▶ TASK REQUIREMENTS
Print all of the data below word for word, leaving out the pictures.

▶ INFORMATION SUPPLIED
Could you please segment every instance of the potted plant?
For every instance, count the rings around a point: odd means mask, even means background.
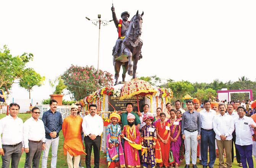
[[[66,86],[64,84],[63,79],[59,77],[57,79],[58,81],[58,85],[56,86],[55,91],[53,92],[53,94],[50,95],[50,99],[55,99],[57,101],[57,105],[62,105],[62,99],[64,95],[63,94],[63,90],[66,88]],[[49,81],[50,85],[52,87],[53,87],[55,85],[54,83],[57,82],[57,80],[55,80],[53,82],[52,81]]]

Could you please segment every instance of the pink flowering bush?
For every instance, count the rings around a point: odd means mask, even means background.
[[[84,98],[98,88],[112,86],[112,77],[109,72],[100,69],[98,76],[97,69],[92,66],[83,67],[73,65],[62,76],[67,86],[66,89],[77,100]]]

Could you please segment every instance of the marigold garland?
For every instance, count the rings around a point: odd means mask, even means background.
[[[97,97],[97,111],[99,111],[99,97]]]
[[[163,109],[163,100],[161,99],[161,107],[162,108],[162,111],[163,111],[164,109]]]
[[[102,102],[102,111],[105,111],[105,95],[103,95],[103,101]]]
[[[101,100],[100,101],[100,111],[101,111]]]
[[[150,113],[153,113],[152,111],[152,95],[150,95]]]

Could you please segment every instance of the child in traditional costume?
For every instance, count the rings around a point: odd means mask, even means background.
[[[119,114],[113,113],[109,119],[111,123],[107,129],[107,161],[109,168],[125,167],[125,158],[121,139],[121,127],[117,123],[120,121]]]
[[[138,150],[141,149],[140,144],[140,133],[139,129],[135,126],[135,116],[131,113],[127,115],[128,125],[123,127],[123,129],[120,136],[124,137],[125,159],[126,168],[140,168]],[[125,136],[125,137],[124,137]]]
[[[165,168],[167,168],[169,165],[170,124],[165,121],[165,114],[164,113],[160,114],[160,121],[156,123],[156,126],[157,140],[161,147],[162,160],[162,162],[159,163],[159,165],[162,167],[164,165]]]
[[[170,163],[172,167],[173,164],[174,164],[175,168],[178,168],[180,165],[180,149],[181,145],[181,137],[180,136],[181,120],[181,118],[176,118],[175,110],[171,110],[170,116],[171,150],[172,152],[173,158],[173,162]]]
[[[142,145],[146,147],[147,150],[147,152],[142,155],[142,162],[144,168],[147,168],[148,165],[151,165],[151,168],[154,168],[157,163],[162,162],[161,149],[157,139],[156,127],[151,124],[154,120],[154,117],[151,114],[144,116],[143,119],[146,124],[141,128]]]

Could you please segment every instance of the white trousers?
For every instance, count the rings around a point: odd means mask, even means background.
[[[253,141],[253,155],[254,156],[254,159],[256,161],[256,141]]]
[[[79,168],[79,162],[80,162],[80,158],[81,155],[78,156],[71,156],[68,153],[66,152],[66,162],[68,163],[68,168]],[[72,159],[74,157],[74,166],[73,166],[73,162],[72,162]]]
[[[192,164],[196,164],[196,152],[197,150],[197,136],[198,132],[197,131],[191,132],[184,130],[185,139],[184,145],[185,145],[185,160],[186,164],[189,165],[190,162],[190,151],[192,153]]]
[[[51,168],[56,168],[57,163],[57,153],[58,147],[59,145],[60,137],[55,139],[50,139],[46,138],[45,139],[45,149],[44,150],[43,156],[42,157],[42,168],[46,168],[47,166],[47,160],[49,154],[49,149],[52,145],[52,161]]]

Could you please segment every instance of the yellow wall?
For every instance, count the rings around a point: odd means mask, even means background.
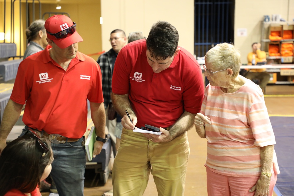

▶ WORKED SOLUTION
Could you please segment every instance of the potted plant?
For every instance, count the rings around a point: odd means mask, even means background.
[[[66,86],[64,84],[63,79],[59,77],[57,79],[58,81],[58,85],[56,86],[55,91],[53,92],[53,94],[50,95],[50,99],[55,99],[57,101],[57,105],[62,105],[62,99],[64,95],[63,94],[63,90],[66,88]],[[49,81],[50,85],[52,87],[53,87],[55,85],[54,83],[57,82],[57,80],[55,80],[53,82],[52,81]]]

Could you please segment every instance of the pink flowering bush?
For every instance, count the rings around a point: odd means mask, even means background.
[[[84,98],[98,88],[112,86],[112,77],[109,72],[100,69],[98,76],[97,69],[92,66],[83,67],[73,65],[62,76],[67,86],[66,89],[77,100]]]

Could you please segment every instance of the marigold garland?
For every instance, count the rings around a point: odd means mask, even means background.
[[[97,97],[97,111],[99,111],[99,97]]]
[[[163,109],[163,100],[161,99],[161,107],[162,108],[162,111],[163,111],[164,109]]]
[[[102,102],[102,111],[105,111],[105,95],[103,95],[103,101]]]
[[[101,100],[100,101],[100,111],[101,111]]]
[[[150,113],[153,113],[152,111],[152,95],[150,95]]]

Could you please segment every instance of the child in traditional costume?
For every instance, count the rings around a point: odd means mask, even means background.
[[[119,114],[113,113],[109,119],[111,123],[107,129],[107,161],[109,168],[125,167],[125,158],[121,139],[121,127],[117,123],[120,121]]]
[[[138,150],[141,149],[140,144],[140,133],[139,129],[135,126],[135,116],[131,113],[127,115],[128,125],[123,127],[123,129],[120,136],[124,137],[125,159],[126,168],[140,168]],[[125,136],[125,137],[124,137]]]
[[[165,168],[167,168],[169,165],[170,124],[165,121],[165,114],[164,113],[160,114],[160,121],[156,123],[156,126],[157,140],[161,147],[162,160],[162,162],[159,163],[159,165],[162,167],[164,165]]]
[[[170,163],[172,167],[173,164],[174,164],[175,168],[178,168],[180,165],[180,149],[181,145],[181,137],[180,136],[181,120],[181,118],[176,118],[175,110],[171,110],[170,116],[171,150],[172,152],[173,158],[173,162]]]
[[[142,145],[146,147],[147,150],[147,152],[142,155],[142,162],[144,168],[147,168],[148,165],[151,165],[151,168],[154,168],[157,163],[162,162],[161,149],[157,139],[156,127],[151,124],[154,120],[154,117],[151,114],[144,116],[143,119],[146,124],[141,128]]]

Could you please segment every instance of the white trousers?
For every instance, count the rings around a point: odd means mask, even means background.
[[[253,141],[253,155],[254,156],[254,159],[256,161],[256,141]]]
[[[79,168],[79,162],[80,162],[80,158],[81,155],[78,156],[71,156],[68,153],[66,152],[66,162],[68,163],[68,168]],[[72,159],[74,157],[74,166],[73,166],[73,162],[72,162]]]
[[[192,164],[196,164],[196,152],[197,150],[197,136],[198,132],[197,131],[191,132],[184,130],[185,139],[184,145],[185,145],[185,160],[186,164],[189,165],[190,162],[190,151],[192,153]]]
[[[51,168],[56,168],[57,163],[57,153],[58,147],[59,145],[60,137],[55,139],[50,139],[46,138],[45,139],[45,149],[44,150],[43,156],[42,157],[42,168],[46,168],[47,166],[47,160],[49,154],[49,149],[52,145],[52,161]]]

Could you please segment every instance of the yellow wall?
For every instance, count the rings around a point: odd means mask, even means background.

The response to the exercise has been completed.